#### 本文抜粋:

====

三重県PTA連合会
会長 木原 剛弘
近年の「人口減少」「少子高齢化」「共働き世帯の増加」「地域コミュニティの希薄化」「デジタル化の進展」「経済格差の拡大」など、子どもたちを取り巻く環境は大きく変化し、また「いじめ」「不登校」「児童虐待相談対応件数の増加」「子どもの貧困」「ヤングケアラー」「インターネットトラブル」などの問題、新型コロナウイルス感染症による心身への影響など、子どもたちの置かれている状況は深刻さを増しているのではないでしょうか。
昨年度に条例改正された「三重県子ども条例」の前文は、いまの子どもたちを取り巻く環境について、次のように記しています。
『遊び時間や場所を奪われ、加えて、デジタル化の進展により、実体験や対面でのコミュニケーションの機会が十分に得られない子どもがいる。また、ありのままの自分をかけがえのない存在として肯定的にとらえることができず、生きづらさを感じている子どもがいる。さらに、児童虐待やいじめなどの権利侵害事例も多く発生している。』
急激な社会の変化にともない、学校教育の在り方を含め子どもたちを取り巻く環境が大きく変化をしているいまだからこそ、子どもたちの未来を考え、子どもたちの幸福を求め、行動しなければなりません。第四次教育振興基本計画で示された「日本社会に根ざしたウェルビーイングの向上」は、子どもたちだけではなく、教職員など周りの大人たちも含めてたウェルビーイングの向上が必要であるとしています。
PTAとは何なのかを突き詰めて考えたとき、それは「子どもたちの幸福を願う」みなさんの想いなのだと確信しています。これは、設立以来色褪せない想いであるはずです。
私たちは子どもたちの幸福を願い、子どもたちの未来を考え、行動をする組織なのです。

====

#### 抽出データ:
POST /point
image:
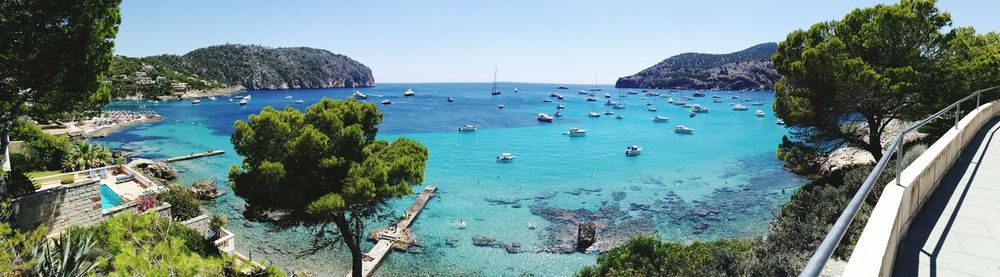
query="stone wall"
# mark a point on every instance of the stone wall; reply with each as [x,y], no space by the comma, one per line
[875,251]
[59,207]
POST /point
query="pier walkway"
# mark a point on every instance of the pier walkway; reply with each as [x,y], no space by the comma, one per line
[957,233]
[193,156]
[381,249]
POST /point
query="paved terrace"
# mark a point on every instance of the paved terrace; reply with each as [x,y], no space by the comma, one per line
[957,232]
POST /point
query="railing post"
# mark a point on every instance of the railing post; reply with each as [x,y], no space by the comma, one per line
[957,113]
[899,160]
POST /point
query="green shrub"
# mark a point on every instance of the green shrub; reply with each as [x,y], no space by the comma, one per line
[648,256]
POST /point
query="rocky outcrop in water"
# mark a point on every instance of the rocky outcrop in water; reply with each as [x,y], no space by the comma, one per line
[750,68]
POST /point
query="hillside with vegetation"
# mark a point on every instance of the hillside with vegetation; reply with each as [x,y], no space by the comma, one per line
[750,68]
[247,66]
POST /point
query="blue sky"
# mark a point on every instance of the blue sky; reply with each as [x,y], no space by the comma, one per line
[460,41]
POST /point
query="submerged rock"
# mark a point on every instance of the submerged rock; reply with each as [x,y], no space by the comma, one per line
[586,235]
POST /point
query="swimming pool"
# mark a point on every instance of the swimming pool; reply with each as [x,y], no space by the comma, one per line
[109,199]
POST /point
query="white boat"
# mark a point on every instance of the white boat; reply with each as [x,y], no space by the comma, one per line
[633,150]
[494,90]
[467,128]
[505,158]
[544,117]
[681,129]
[576,132]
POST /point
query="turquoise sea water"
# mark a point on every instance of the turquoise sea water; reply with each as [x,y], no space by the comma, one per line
[721,181]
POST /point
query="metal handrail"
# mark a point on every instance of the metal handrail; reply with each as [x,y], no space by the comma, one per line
[816,263]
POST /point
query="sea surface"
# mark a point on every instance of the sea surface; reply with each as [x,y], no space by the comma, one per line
[721,181]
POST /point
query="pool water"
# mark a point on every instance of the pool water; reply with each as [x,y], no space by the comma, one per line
[109,199]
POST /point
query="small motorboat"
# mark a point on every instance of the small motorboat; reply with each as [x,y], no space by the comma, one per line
[544,117]
[576,132]
[467,128]
[681,129]
[505,158]
[633,150]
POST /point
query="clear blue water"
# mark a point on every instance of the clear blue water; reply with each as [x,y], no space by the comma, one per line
[722,181]
[109,199]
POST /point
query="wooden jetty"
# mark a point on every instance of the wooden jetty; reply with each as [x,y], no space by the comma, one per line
[193,156]
[385,240]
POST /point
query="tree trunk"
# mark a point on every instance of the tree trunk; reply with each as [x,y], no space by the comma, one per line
[352,244]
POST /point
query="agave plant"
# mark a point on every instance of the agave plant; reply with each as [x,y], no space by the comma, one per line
[68,256]
[83,155]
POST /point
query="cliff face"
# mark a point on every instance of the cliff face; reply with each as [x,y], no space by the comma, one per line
[251,66]
[750,68]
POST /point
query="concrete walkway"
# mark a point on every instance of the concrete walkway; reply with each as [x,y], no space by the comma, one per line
[957,233]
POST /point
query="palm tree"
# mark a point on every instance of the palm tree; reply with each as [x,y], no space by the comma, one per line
[83,155]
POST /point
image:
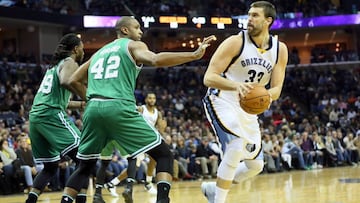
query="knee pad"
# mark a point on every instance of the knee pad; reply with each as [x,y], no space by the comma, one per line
[232,157]
[162,154]
[51,167]
[255,165]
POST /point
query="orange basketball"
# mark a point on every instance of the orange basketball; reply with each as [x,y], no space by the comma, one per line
[256,101]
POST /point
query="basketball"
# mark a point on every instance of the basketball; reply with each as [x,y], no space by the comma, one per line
[256,101]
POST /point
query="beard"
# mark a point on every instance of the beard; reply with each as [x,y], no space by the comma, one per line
[253,31]
[79,59]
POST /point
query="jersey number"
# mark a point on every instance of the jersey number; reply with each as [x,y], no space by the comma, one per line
[253,74]
[46,84]
[111,67]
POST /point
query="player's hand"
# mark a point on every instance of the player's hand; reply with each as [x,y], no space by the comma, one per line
[270,100]
[199,53]
[243,89]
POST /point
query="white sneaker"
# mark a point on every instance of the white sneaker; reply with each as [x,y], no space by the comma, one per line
[149,187]
[112,189]
[208,189]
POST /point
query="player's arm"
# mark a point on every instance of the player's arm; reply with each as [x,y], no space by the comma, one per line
[140,109]
[78,80]
[221,59]
[143,55]
[160,123]
[278,74]
[76,105]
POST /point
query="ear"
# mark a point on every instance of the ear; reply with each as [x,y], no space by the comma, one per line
[124,30]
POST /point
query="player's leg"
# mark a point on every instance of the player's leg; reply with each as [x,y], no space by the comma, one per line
[93,140]
[115,181]
[60,137]
[164,170]
[130,180]
[149,176]
[100,179]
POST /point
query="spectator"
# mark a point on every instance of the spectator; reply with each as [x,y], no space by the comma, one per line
[28,165]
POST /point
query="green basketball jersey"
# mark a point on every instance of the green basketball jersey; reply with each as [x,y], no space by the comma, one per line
[50,95]
[112,72]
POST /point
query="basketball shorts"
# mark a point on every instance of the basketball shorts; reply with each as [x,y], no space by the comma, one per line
[52,136]
[106,120]
[108,151]
[229,123]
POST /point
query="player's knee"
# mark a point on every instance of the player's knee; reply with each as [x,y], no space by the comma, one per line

====

#### 取り組み課題:
1. 子どもたちの幸福とPTAについての本文抜粋のうち、「急激な社会の変化にともない」で始まる段落を、主な内容を残して箇条書きにまとめてください。
2. 子どもたちの幸福とPTAについての本文抜粋で、筆者はPTAとは何だと確信していますか。
3. 子どもたちの幸福とPTAについての本文抜粋を、最後の文のあとから書き継いでください。

#### 演習の結果:
1.
・急激な社会の変化にともない、学校教育の在り方を含め、子どもたちを取り巻く環境が大きく変化している。
・いまだからこそ、子どもたちの未来を考え、幸福を求め、行動しなければならない。
・第四次教育振興基本計画で示された「日本社会に根ざしたウェルビーイングの向上」は、子どもたちだけでなく、教職員など周りの大人たちも含めたウェルビーイングの向上が必要だとしている。

2. 「子どもたちの幸福を願う」みなさんの想いだと確信しています。

3.
教職員の働き方改革や、部活動の地域展開など、先送り出来ない課題について、理解を深めるべく情報を発信するとともに、子どもたちの幸福を願う組織として、関係各所に意見をしていくことも大切な役割のひとつであると考えています。
令和の日本型学校教育が、明治以降の日本における学校教育の本質的に大切な部分は継承しながら、社会の変化に対応し、新たな方法を取り入れていこうとするのと同じように、私たちも受け継がれる「子どもたちのために」という想いをしっかりと継承しながら、社会の変化に対応し、未来を見据え進化を続けていくことが必要です。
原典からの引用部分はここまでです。